An exact copy of all entries is the expected answer.

◆ Dataset items

==========

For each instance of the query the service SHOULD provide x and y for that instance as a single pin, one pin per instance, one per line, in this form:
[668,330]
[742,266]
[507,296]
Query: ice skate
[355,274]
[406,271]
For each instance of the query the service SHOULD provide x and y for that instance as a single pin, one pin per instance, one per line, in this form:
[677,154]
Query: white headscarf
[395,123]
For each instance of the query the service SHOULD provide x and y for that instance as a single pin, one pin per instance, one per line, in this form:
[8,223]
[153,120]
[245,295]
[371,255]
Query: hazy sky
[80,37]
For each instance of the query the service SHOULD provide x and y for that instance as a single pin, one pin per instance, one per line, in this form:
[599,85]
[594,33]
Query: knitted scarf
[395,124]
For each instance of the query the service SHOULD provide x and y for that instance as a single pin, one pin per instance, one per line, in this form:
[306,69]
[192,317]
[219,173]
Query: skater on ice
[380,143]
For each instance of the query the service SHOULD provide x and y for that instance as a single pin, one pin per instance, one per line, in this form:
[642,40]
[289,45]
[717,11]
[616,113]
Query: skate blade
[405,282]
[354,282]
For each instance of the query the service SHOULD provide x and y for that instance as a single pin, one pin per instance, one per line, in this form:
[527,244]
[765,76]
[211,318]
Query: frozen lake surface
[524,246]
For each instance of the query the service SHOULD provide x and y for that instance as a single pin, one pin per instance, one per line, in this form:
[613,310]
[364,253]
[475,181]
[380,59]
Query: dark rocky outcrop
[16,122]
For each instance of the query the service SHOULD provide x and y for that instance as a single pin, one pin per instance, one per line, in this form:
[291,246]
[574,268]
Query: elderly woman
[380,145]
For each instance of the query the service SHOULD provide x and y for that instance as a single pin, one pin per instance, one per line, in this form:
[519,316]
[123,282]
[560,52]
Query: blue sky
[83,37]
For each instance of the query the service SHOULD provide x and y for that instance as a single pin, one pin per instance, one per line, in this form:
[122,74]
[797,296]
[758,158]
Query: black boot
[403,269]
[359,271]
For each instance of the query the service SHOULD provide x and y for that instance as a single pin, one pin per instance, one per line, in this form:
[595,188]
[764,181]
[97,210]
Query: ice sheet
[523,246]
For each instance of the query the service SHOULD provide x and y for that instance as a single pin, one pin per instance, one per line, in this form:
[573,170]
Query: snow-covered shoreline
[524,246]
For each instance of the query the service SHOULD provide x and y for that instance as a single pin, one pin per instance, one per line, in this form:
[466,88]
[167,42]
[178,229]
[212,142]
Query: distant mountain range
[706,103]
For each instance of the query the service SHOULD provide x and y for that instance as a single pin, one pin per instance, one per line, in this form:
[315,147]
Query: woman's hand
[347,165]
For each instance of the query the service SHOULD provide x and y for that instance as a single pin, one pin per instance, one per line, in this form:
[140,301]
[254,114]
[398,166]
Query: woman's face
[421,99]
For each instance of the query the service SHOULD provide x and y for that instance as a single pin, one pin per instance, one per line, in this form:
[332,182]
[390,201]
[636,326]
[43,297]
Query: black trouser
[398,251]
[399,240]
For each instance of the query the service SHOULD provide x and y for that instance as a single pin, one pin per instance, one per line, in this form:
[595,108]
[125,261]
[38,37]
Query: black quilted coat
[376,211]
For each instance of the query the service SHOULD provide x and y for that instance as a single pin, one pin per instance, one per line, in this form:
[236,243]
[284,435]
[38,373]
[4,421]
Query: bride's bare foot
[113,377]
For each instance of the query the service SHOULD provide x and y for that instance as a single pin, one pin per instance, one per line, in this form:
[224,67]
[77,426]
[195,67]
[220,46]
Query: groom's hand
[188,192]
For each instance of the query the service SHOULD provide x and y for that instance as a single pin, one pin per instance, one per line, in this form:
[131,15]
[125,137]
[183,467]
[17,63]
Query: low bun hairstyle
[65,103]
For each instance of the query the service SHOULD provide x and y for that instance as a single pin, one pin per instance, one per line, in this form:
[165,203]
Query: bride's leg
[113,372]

==========

◆ Output below
For each instance of the query the service SHOULD provide x and y for that instance as a single pin, one pin per instance, one per line, in this form:
[668,330]
[742,266]
[507,296]
Query: ice skate
[355,274]
[406,271]
For each instance of the query the service SHOULD provide x and y for that instance as a single pin, one pin per instance, one per line, in this form:
[677,154]
Query: white headscarf
[395,123]
For each instance of the query the service SHOULD provide x and y for that instance as a single pin, one pin per instance, one per line, in this form:
[8,223]
[153,120]
[245,295]
[371,255]
Query: hazy sky
[80,37]
For each instance of the query the service SHOULD provide x and y for that instance as a single pin, one pin per instance, one per line, in this form:
[599,85]
[594,33]
Query: knitted scarf
[395,124]
For each instance of the query the service SHOULD provide x and y for that instance as a single pin, one pin per instance, one per line, in this form:
[306,69]
[192,317]
[219,173]
Query: skater on ice
[380,143]
For each instance of the query the service SHOULD provide x and y for that instance as a single pin, one pin per instance, one per line, in this form:
[642,40]
[289,45]
[717,11]
[616,113]
Query: skate blade
[405,282]
[354,282]
For each instance of the query the service SHOULD provide x and y for that instance as a single pin, one pin per instance, one per line, in this form:
[527,244]
[765,76]
[211,318]
Query: frozen lake surface
[524,246]
For each instance of the query the service SHOULD provide x and y for that instance as a single pin, one pin per instance, one per line, in this form:
[613,310]
[364,253]
[475,181]
[380,59]
Query: dark rocky outcrop
[16,122]
For each instance of the query the service SHOULD provide x and y for that instance as a single pin, one pin per instance, one per line, in this form:
[291,246]
[574,268]
Query: elderly woman
[380,145]
For each instance of the query the service SHOULD provide x and y for that instance as a single pin, one pin per instance, one per line, in this form:
[519,316]
[123,282]
[560,52]
Query: blue sky
[83,37]
For each instance of the query the service SHOULD provide x and y for that instance as a single pin, one pin per instance, one per line, in this form:
[122,74]
[797,296]
[758,158]
Query: black boot
[403,269]
[359,271]
For each instance of the query the service SHOULD provide x and y for that instance as a single pin, one pin per instance, one per line, in this form:
[595,188]
[764,181]
[97,210]
Query: ice sheet
[523,246]
For each instance of the query the service SHOULD provide x and y for that instance as a single pin, one pin per instance, one per line, in this form:
[573,170]
Query: snow-covered shoreline
[524,246]
For each instance of the query the service SHOULD provide x and y for that instance as a single pin, one pin per instance, one per line, in this form:
[466,88]
[167,42]
[178,229]
[212,142]
Query: distant mountain range
[706,103]
For each instance of the query the service SHOULD provide x and y for that instance as a single pin, one pin per instance, one per line, in this form:
[315,147]
Query: woman's hand
[347,165]
For each instance of the query the service SHOULD provide x and y for that instance as a single pin, one pin per instance, one per line, in this form:
[140,301]
[254,114]
[398,166]
Query: woman's face
[421,99]
For each instance of the query the service SHOULD provide x and y for that instance as a single pin, one pin per instance, one per line, in this form:
[332,182]
[390,201]
[636,326]
[43,297]
Query: black trouser
[398,251]
[399,240]
For each instance of the query the service SHOULD provide x and y for that instance as a single pin, one pin per instance, one per line, in this form:
[595,108]
[125,261]
[38,37]
Query: black quilted coat
[376,211]
For each instance of the query the service SHOULD provide x and y for that instance as a single pin, one pin per instance, one per line, in this form:
[236,243]
[284,435]
[38,373]
[4,421]
Query: bride's bare foot
[113,377]
For each instance of the query the service SHOULD provide x and y for that instance as a single pin, one pin per instance, one per line, in this form:
[224,67]
[77,426]
[195,67]
[220,46]
Query: groom's hand
[188,192]
For each instance of the query the service SHOULD provide x and y for that instance as a single pin, one pin per instance, one per line, in this form:
[131,15]
[125,137]
[183,467]
[17,63]
Query: low bun hairstyle
[65,103]
For each instance of the query the service SHOULD provide x and y for that instance as a single pin, one pin per instance, one per line, in this form:
[165,203]
Query: bride's leg
[113,372]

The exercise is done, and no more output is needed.